▶ _EXTRACT PROVIDED_

From: David Morey (us@divadeus.freeserve.co.uk)
Date: Fri Jul 30 2004 - 18:02:29 BST
----- Original Message -----
From: "Paul Turner" <paul@turnerbc.co.uk>
To: <moq_discuss@moq.org>
Sent: Friday, July 30, 2004 1:06 PM
Subject: RE: MD the metaphysics of free-enterprise
> Hi David
>
> David said:
> On one level a human being is a pile of inorganic patterns, on the next
> these are organised into a living body of a particular species, on the
> next they are just a cog in a social organism, on the top level they
> emerge as something that has independence from their society, that can
> question and have dynamic effects on it, this we call the individual...
>
> Paul:
> This we call intellect. What is this "they" that emerges *in addition
> to* intellectual patterns?
DM: As I said: 'this we call the individual' -a collection
of patterns that can come under intellectual organisation
only in the context of the collection we call an individual
which is intself possible only in the context of social patterns, etc....
>
> "This fictitious "man" has many synonyms: "mankind," "people," "the
> public," and even pronouns such as "I," "he," and "they." Our language
> is so organised around them and they are so convenient to use it is
> impossible to get rid of them. There is really no need to. Like
> "substance" they can be used as long as it is remembered that they're
> terms for collections of patterns and not some independent primary
> reality of their own." [LILA Ch.12]
>
> David said:
> Some human bodies never get beyond the social cog where anything dynamic
> about them comes from the society and does not have its source in
> individuality.
>
> Paul:
> Anything Dynamic comes from Dynamic Quality, not from a static level.
DM: On social level the SQ created by DQ has a social nature
on the intellectual level the SQ created by DQ has an intellectual
nature and emrges from the individual rather than from collective
activity/creativity.
>
> David said:
> The fact that individually generated intellectual patterns can later be
> shared with other fully emerged individuals...
>
> Paul:
> Fully emerged individuals? To me, this is an ideal that you and Platt
> seem to start with that you are then fudging into the MOQ. It sounds
> more like Maslow or Rand than Pirsig.
Rubbish, this is you claiming your thinking is more
advanced than mine -you may be wrong you know!
These are not the people I read, try Heidegger, Arthur Gibson, Roy Bhaskar,
Charles Taylor, AM Young, Roger Smith, RM Young, Whitehead, Bergson,
Baitaille, Schelling, Prigogine bacause I did anti-essentialism a long
time before I came across Pirsig in fact.
'Individual' is a perfectly good name for a collection of SQ patterns
that enable the level of intellectual SQ patterns to emerge, you used
the correct Pirsig quote yourself. I think you think I am saying
something I am not.

(Source records)
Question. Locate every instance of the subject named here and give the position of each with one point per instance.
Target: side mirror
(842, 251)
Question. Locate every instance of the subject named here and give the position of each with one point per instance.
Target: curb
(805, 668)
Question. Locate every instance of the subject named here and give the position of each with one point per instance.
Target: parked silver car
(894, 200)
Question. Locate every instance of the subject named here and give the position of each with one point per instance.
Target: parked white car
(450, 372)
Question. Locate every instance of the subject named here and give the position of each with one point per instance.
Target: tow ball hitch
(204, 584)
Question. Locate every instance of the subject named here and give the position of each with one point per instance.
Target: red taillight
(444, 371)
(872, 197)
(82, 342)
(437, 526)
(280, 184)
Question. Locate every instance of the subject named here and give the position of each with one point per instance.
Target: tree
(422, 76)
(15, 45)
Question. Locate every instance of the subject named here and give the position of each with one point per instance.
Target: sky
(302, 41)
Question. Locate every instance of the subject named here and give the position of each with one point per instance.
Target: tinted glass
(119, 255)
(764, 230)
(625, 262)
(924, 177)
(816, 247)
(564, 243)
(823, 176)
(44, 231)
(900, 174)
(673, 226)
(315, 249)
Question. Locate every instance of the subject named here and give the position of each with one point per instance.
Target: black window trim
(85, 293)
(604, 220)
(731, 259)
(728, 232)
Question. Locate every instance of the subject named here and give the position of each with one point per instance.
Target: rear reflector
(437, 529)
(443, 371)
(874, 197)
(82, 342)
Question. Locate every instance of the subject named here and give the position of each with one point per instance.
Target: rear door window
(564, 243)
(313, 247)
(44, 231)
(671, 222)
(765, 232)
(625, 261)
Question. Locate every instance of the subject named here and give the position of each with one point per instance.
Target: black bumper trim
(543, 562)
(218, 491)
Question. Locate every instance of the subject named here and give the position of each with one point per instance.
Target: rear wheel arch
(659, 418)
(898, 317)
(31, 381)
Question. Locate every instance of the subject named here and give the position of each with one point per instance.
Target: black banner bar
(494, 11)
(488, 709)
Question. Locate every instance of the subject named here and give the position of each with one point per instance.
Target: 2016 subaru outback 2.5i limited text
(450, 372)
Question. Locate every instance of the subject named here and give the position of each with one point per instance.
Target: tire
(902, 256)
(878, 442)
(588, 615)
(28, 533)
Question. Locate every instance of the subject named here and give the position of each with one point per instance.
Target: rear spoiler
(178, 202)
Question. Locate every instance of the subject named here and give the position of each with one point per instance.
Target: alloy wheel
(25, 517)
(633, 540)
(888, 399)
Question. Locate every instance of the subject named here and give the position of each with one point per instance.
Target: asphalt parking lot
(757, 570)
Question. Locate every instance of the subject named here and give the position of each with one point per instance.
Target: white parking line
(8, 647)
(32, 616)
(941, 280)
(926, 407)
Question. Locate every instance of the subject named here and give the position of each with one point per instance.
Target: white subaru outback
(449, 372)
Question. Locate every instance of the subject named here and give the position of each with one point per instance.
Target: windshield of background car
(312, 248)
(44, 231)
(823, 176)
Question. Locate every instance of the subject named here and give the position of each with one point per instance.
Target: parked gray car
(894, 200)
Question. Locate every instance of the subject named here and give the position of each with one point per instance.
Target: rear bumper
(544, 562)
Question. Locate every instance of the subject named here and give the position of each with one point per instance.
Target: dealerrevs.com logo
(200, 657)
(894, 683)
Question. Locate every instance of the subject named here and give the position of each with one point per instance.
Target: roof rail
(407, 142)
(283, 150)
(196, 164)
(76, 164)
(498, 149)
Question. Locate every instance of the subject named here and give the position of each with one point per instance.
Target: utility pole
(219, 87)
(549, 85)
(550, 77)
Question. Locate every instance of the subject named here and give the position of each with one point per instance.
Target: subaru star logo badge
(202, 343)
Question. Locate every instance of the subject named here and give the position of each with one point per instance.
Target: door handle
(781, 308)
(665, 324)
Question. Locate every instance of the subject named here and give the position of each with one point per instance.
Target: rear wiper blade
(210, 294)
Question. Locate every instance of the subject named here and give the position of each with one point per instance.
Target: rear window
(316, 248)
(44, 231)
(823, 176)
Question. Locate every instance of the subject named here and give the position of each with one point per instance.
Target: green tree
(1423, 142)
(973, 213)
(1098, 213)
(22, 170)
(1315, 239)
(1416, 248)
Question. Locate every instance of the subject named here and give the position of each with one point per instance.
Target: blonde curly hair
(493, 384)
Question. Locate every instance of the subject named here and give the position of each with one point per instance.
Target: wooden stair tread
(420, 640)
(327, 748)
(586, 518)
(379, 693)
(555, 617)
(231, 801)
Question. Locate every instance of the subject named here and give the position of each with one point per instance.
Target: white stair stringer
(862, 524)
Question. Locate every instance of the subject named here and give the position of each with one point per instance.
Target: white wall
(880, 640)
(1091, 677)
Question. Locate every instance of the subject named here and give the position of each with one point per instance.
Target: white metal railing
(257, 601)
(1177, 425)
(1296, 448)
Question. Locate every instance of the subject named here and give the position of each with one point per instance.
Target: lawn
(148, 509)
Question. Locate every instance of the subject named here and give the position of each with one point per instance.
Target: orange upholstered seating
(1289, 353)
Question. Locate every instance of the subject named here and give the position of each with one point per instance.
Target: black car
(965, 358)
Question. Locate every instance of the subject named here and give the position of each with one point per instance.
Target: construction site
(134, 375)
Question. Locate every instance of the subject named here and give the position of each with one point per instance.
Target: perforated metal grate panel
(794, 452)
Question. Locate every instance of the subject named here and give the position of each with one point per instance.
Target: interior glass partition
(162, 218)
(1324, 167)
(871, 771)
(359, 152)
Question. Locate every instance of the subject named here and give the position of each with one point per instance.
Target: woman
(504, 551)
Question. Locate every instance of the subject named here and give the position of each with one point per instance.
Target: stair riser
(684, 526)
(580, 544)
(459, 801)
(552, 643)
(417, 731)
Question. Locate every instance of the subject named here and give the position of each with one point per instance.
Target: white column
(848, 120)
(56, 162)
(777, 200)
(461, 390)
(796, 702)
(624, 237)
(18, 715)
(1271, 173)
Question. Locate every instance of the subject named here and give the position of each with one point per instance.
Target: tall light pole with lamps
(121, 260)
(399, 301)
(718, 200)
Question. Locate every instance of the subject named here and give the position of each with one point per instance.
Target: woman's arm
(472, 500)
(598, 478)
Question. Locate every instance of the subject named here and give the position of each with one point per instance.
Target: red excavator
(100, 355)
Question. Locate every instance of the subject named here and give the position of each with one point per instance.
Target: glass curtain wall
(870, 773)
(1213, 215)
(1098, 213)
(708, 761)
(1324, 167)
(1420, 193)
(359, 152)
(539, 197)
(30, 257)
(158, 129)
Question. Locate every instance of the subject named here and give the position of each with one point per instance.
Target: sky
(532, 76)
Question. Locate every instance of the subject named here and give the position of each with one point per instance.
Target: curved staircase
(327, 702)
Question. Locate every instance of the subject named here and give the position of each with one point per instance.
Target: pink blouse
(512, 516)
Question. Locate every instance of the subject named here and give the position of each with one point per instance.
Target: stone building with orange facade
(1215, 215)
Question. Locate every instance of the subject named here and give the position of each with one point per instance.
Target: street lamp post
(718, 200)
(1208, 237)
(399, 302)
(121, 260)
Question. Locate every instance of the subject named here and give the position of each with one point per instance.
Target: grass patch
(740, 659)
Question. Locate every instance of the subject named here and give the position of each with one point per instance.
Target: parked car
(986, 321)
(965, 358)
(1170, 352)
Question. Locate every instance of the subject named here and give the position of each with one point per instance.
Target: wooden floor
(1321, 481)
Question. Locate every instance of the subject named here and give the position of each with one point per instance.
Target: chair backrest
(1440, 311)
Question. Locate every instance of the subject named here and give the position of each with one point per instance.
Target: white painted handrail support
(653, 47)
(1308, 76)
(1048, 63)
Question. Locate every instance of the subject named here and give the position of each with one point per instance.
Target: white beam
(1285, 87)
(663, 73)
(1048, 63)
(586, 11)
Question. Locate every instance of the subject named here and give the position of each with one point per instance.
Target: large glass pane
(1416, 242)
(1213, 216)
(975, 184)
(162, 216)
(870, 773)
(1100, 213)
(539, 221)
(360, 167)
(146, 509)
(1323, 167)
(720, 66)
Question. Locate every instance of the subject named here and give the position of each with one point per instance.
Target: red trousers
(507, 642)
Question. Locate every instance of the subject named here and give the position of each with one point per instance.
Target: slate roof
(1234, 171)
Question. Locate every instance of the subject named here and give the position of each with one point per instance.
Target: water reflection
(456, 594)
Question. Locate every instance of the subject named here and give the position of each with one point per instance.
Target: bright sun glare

▶ _WORK INSTRUCTION 1_
Answer these questions about the mailing-list post:
(a) What is the subject line of the quoted message from Paul Turner?
(b) Which book and chapter are cited for the passage about the fictitious "man"?
(c) Which two names does Paul say the idea of fully emerged individuals sounds more like than Pirsig?
▶ _WORK INSTRUCTION 2_
Repeat word for word the part of the mailing-list post that opens with the words containing "DM: On social" and closes with "Rand than Pirsig.".
▶ _WORK INSTRUCTION 3_
Can you carry on the mailing-list post from the point where it stops?
The listing has no connection to the mailing-list post.

▶ _EXERCISE OUTPUT 1_
(a) RE: MD the metaphysics of free-enterprise
(b) LILA, Chapter 12
(c) Maslow and Rand

▶ _EXERCISE OUTPUT 2_
DM: On social level the SQ created by DQ has a social nature
on the intellectual level the SQ created by DQ has an intellectual
nature and emrges from the individual rather than from collective
activity/creativity.
>
> David said:
> The fact that individually generated intellectual patterns can later be
> shared with other fully emerged individuals...
>
> Paul:
> Fully emerged individuals? To me, this is an ideal that you and Platt
> seem to start with that you are then fudging into the MOQ. It sounds
> more like Maslow or Rand than Pirsig.

▶ _EXERCISE OUTPUT 3_
>
> David said:
> If you look at examples that you think are individual that are not 4th
> level then you are really looking at examples that are not individual
> when properly analysed.
>
> Paul:
> I'd go further than that and say that, upon analysis, the whole idea of
> "individual" is just a useful expression for sets of patterns occurring
> together over time and the patterns we choose to apply it to are fairly
> arbitrary and debatable rather than essential or intrinsic.
Exactly what I am saying, but the collection of patterns that
enable the emergence of the patterns we call an individual are
essential to their being any intellectual level at all, that is my point.
>When you say
> individual intellectual patterns, where do you draw the line? Is it the
> "internal" monologue occurring whilst you go about your daily business?
Clearly a mix of static patterns relating to all the levels. But you only
get intellectual off the back of these internal monologue capacities.
> Do you not repeat other things you have heard or read, in this
> monologue? What makes an idea *your own*? When you invent one? Where did
> it come from? Does this idea not rest on a whole set of ideas that
> cannot be called your own?
Yes, good point, I agree that all patterns are not individual,
-once they have become patterns-
only when one is privileged to be the clearing in which some
DQ emerges is one truly individual, I think Nietzsche would
agree with that, I see this as being what we mean by the uniqueness
of individuality. (Well also perhaps a unique set of patterns where
none of them alone are unique in themselves and belonging only to one
individual).
And of course at bottom DQ is a One and therefore we are all One in our
individuality.
Ideas aren't floating around in a void with
> no connection to each other. I would say they connect horizontally and
> vertically, all the way down, all the way back.
Yes, except for the new idea which both takes what is given
already and yet adds something utterly new and out of Nothing.
>
> Finally, I would also say that it is easier to define boundaries of an
> individual at the biological level than at the intellectual.
> Fingerprints and DNA are used to uniquely identify individuals, not
> ideas.
>
I think this is your inadequate understanding of what I mean by the
individual.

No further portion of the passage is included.